§ **GIVEN ENTRIES**:
>> start

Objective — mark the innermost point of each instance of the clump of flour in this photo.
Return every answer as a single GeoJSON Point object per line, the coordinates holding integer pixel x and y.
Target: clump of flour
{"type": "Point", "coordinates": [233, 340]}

>> end
>> start

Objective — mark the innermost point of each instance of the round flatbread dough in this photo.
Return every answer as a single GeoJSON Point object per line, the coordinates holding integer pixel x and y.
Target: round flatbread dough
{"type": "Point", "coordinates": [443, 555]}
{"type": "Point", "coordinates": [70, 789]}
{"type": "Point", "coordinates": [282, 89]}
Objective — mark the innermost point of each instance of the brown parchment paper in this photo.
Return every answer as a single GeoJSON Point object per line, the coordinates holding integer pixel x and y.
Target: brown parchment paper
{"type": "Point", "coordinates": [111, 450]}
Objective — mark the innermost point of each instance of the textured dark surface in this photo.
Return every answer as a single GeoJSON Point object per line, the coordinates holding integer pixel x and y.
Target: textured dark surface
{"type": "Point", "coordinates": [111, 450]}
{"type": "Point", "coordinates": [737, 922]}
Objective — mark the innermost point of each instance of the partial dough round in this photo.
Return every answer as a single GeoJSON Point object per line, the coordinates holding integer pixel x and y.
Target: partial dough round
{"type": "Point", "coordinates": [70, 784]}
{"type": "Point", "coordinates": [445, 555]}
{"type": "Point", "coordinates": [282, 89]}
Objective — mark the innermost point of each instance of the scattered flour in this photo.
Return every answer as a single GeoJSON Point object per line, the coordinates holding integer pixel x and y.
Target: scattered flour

>> end

Convert everything from the line containing "scattered flour in this photo." down to the line containing "Target: scattered flour", both included, into a JSON list of strings with one string per line and no blank lines.

[
  "Objective — mark the innermost point of each instance of the scattered flour in this photo.",
  "Return every answer as a single GeoJSON Point object per line, the coordinates holding integer pixel x and y.",
  "Target: scattered flour"
]